§ EXERCISE DATA:
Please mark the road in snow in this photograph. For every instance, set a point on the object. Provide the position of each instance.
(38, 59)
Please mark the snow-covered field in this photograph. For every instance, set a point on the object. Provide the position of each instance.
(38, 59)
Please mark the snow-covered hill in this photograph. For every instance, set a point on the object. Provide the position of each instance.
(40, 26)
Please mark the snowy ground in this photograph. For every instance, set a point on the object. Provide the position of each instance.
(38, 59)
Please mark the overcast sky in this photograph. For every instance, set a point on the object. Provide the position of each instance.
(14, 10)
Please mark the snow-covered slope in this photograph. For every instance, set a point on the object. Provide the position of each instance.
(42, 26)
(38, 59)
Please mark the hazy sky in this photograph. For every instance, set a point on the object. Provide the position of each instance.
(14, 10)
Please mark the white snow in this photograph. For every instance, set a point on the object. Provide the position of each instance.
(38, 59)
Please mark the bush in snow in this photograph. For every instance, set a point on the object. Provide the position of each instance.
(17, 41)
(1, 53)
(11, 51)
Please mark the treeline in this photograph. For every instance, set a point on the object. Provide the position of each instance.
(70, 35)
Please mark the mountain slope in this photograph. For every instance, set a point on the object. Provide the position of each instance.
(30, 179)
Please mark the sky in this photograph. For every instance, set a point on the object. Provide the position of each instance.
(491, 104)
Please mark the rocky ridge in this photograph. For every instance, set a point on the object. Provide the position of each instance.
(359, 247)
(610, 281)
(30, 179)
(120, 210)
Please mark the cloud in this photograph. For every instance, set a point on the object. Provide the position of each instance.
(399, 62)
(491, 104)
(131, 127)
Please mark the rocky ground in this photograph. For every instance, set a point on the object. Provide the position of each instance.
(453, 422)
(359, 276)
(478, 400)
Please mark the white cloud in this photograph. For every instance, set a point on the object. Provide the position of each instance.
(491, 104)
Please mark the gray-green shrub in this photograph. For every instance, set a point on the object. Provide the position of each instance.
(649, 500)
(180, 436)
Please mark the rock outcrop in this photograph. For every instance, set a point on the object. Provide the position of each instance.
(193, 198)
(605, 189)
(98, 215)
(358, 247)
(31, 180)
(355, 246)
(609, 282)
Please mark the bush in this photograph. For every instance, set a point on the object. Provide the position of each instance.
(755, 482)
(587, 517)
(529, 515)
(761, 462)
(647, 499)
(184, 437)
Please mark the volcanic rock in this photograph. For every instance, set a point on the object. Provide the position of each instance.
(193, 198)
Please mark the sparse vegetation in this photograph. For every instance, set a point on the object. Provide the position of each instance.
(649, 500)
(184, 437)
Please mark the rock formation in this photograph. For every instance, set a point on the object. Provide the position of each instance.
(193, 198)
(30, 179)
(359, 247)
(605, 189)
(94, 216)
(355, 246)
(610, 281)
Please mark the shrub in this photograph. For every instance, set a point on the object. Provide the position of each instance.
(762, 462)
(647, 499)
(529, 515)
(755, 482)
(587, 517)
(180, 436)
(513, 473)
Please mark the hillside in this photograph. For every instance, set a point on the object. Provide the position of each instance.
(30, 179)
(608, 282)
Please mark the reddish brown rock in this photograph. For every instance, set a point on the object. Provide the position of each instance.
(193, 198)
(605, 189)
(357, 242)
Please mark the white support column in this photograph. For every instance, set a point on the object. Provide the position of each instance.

§ PROBLEM:
Write out each line of the data above again, exactly as given.

§ TASK RESULT:
Please mark the road in snow in this photograph. For every instance, set a point on the object. Provide the position of each instance.
(38, 59)
Please mark the snow-covered field in this photograph. For every instance, set a point on the object. Provide the position of each instance.
(38, 59)
Please mark the snow-covered hill in this photograph. For every instance, set a point on the object. Provide the position of each instance.
(40, 26)
Please mark the snowy ground in this photograph. For every instance, set a point on the object. Provide the position of each instance.
(38, 59)
Please mark the overcast sky in this photograph. For every instance, set a point on the object. Provide the position of each instance.
(14, 10)
Please mark the snow-covered slope in this photograph. For every instance, set a point on the object. Provide the position of each instance.
(42, 26)
(38, 59)
Please mark the hazy sky in this photograph. For every instance, set a point on the object. Provide the position of each instance.
(14, 10)
Please mark the white snow in this photograph. For every instance, set a point on the object. Provide the position of each instance.
(38, 59)
Please mark the bush in snow in this photograph. For every instance, set a point on the object. Provide the position of each instance.
(17, 41)
(1, 53)
(11, 51)
Please mark the treeline in this photograph. For every instance, set a point on the object. Provide the position of each instance.
(70, 35)
Please mark the mountain slope in this photograph. For every instance, set a point on the object. Provide the position of each instance.
(30, 179)
Please mark the sky in this photograph. For every instance, set a point on the object. Provide the position of each instance.
(491, 104)
Please mark the rocky ridge in this photograph. For every instance, set a point on the object. Provide the position of each instance.
(359, 247)
(610, 281)
(30, 179)
(120, 210)
Please mark the cloud in this photograph. For every instance, set a point on the object. Provide the position of each instance.
(399, 62)
(491, 104)
(131, 127)
Please mark the rocky ground in this photograph. For every instance, set a point on the object. Provide the position of each instance.
(453, 422)
(359, 276)
(478, 400)
Please mark the white cloud in this photograph. For every instance, set a point on the object. Provide the position of each instance.
(491, 104)
Please mark the gray-green shrub in this photograph. For every instance, set a point on the object. Provide the position of each instance.
(649, 500)
(180, 436)
Please mark the rock outcrop in this photograph. For every instance, set a point on the object. Provide the position of each instance.
(193, 198)
(605, 189)
(98, 215)
(358, 247)
(31, 180)
(355, 246)
(609, 282)
Please mark the bush in this photograph. For every instance, set a point on the object. Provide the position of each instance.
(755, 482)
(587, 517)
(529, 515)
(761, 462)
(647, 499)
(184, 437)
Please mark the volcanic rock in this photograph. For every instance, set a point on the object. Provide the position of each instance.
(193, 198)
Please mark the sparse vegetation in this photograph. For every instance, set a point on the object. Provide the position of each instance.
(649, 500)
(184, 437)
Please mark the rock formation in this photograph. For every instance, set a point on the object. Provide the position of each instance.
(193, 198)
(30, 179)
(359, 247)
(605, 189)
(94, 216)
(355, 246)
(610, 281)
Please mark the shrub in this photograph. For every instance, set a point on the object. Provide the position of each instance.
(762, 462)
(647, 499)
(529, 515)
(755, 482)
(587, 517)
(180, 436)
(513, 473)
Please mark the hillside in this photograph. For every instance, set a point on the object. Provide the position of each instance.
(30, 179)
(608, 282)
Please mark the reddish brown rock in this photograph. For every instance, set a point on the object. Provide the position of each instance.
(193, 198)
(605, 189)
(357, 242)
Please mark the white support column in this photograph. For every instance, set a point on the object. Provide the position of each instance.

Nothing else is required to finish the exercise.